## [WHAT IS NEEDED]
Repeat the entries that appear below, exactly as they are given.

## [EXTRACTED ENTRIES]
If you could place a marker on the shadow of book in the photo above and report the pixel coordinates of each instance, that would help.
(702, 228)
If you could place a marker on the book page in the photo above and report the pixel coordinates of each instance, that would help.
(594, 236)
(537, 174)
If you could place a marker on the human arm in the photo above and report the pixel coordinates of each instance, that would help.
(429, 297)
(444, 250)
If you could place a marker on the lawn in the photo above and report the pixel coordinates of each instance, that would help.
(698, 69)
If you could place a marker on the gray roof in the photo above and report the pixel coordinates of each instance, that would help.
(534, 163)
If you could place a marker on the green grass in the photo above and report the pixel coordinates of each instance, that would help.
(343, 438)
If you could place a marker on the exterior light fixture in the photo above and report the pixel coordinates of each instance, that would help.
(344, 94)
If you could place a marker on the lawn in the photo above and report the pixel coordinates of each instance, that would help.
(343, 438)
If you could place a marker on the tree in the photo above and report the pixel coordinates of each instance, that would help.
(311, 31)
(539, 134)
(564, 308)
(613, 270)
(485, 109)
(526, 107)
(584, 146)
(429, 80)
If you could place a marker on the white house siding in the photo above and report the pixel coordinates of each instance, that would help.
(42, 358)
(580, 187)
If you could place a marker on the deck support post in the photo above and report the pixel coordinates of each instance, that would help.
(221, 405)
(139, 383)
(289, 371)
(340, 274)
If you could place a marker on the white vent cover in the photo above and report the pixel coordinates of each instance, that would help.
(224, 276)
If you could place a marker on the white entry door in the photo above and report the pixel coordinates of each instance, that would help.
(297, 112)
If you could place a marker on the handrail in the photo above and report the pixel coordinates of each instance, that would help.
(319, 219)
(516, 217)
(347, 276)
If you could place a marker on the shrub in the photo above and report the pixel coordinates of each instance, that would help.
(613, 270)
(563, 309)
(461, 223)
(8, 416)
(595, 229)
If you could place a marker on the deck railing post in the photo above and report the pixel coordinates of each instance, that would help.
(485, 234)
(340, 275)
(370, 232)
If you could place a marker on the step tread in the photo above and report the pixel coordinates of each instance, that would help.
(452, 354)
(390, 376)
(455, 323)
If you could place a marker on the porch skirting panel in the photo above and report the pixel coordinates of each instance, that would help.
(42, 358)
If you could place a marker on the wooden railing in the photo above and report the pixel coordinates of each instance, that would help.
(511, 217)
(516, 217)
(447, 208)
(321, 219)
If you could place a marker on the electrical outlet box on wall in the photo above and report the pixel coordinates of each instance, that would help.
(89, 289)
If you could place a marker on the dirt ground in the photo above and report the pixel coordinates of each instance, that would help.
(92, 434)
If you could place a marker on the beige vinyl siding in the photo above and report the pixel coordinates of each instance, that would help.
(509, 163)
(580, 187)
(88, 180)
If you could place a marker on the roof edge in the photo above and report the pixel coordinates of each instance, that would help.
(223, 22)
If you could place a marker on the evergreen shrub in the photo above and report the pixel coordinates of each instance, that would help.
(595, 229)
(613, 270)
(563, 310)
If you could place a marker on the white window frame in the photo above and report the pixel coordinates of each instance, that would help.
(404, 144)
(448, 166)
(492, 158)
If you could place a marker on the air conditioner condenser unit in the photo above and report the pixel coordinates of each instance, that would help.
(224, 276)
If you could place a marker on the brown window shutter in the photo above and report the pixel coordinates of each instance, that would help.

## [ANSWER FOR THE TASK]
If you could place a marker on the shadow of book in the photo above and report the pixel coordinates of each instance, that would help.
(702, 228)
If you could place a marker on the book page in the photo above and report the pixel coordinates of each instance, that would help.
(594, 236)
(537, 174)
If you could place a marker on the human arm in the photo above and report the pixel coordinates of each instance, that would help.
(429, 297)
(444, 250)
If you could place a marker on the lawn in the photo above and report the pixel coordinates of each instance, that would help.
(698, 69)
If you could place a marker on the gray roof in the photo above and report the pixel coordinates of each instance, that would help.
(534, 163)
If you could place a marker on the green grass in the photo above and report the pixel coordinates of each instance, that would help.
(343, 438)
If you could place a marker on the exterior light fixture in the photo above and report the pixel coordinates of each instance, that would help.
(344, 94)
If you could place a marker on the lawn in the photo above and report the pixel coordinates of each instance, that would help.
(343, 438)
If you could place a marker on the tree in the photo above and report the pixel coordinates of each instance, that would help.
(311, 31)
(539, 134)
(564, 308)
(613, 270)
(485, 109)
(526, 107)
(584, 146)
(429, 80)
If you could place a marker on the white house siding in the photo above and report the pixel coordinates of each instance, that would help.
(42, 358)
(580, 187)
If you could place a marker on the deck support post in the photo above and report the pixel coordinates of each instance, that would help.
(221, 405)
(139, 383)
(289, 371)
(340, 274)
If you could place a marker on the white vent cover in the photo above and report the pixel coordinates of each instance, that would help.
(224, 276)
If you could place a marker on the white entry door in the photo above and report the pixel coordinates of each instance, that would help.
(297, 112)
If you could place a marker on the handrail in the photo above and report the pixel coordinates of each instance, that would help.
(319, 219)
(516, 217)
(347, 276)
If you could place a marker on the shrub in the photo above and report the pixel coordinates of each instance, that would help.
(613, 270)
(563, 309)
(461, 223)
(8, 416)
(595, 229)
If you could place a marker on the deck railing post in the photo above and report the pixel coordinates of each instance, that would help.
(485, 234)
(340, 275)
(370, 232)
If you could place a marker on the step tread in the photo above and report the pixel coordinates of each instance, that would help.
(452, 354)
(390, 376)
(455, 323)
If you could place a marker on the porch skirting panel in the photo above and report the pixel coordinates of each instance, that would help.
(42, 358)
If you could place a marker on the wooden railing in the photo above and report the pixel coordinates of each instance, that would help.
(511, 217)
(516, 217)
(447, 208)
(321, 219)
If you could place a marker on the electrical outlet box on wall in the photo above and report the pixel coordinates of each instance, that would help.
(89, 289)
If you could place a marker on the dirt ground in the photo above and report the pixel coordinates of each instance, that would help.
(92, 434)
If you could place a marker on the beige vinyl siding in the photo above and report the pixel coordinates of each instance, that would help.
(509, 163)
(580, 187)
(88, 180)
If you could place a marker on the roof edge in the photo above and report the pixel coordinates of each instance, that would help.
(223, 22)
If you could place a marker on the evergreen shrub in the photo above and report the pixel coordinates of each instance, that would help.
(595, 229)
(613, 270)
(563, 310)
If you could place a marker on the white window frame in the photo above and report the pixel coordinates of each instance, that would help.
(404, 144)
(448, 166)
(492, 158)
If you could place a marker on the air conditioner condenser unit in the photo above and report the pixel coordinates of each instance, that would help.
(224, 276)
If you could place a marker on the brown window shutter in the photo above and report the pixel coordinates of each instance, that would help.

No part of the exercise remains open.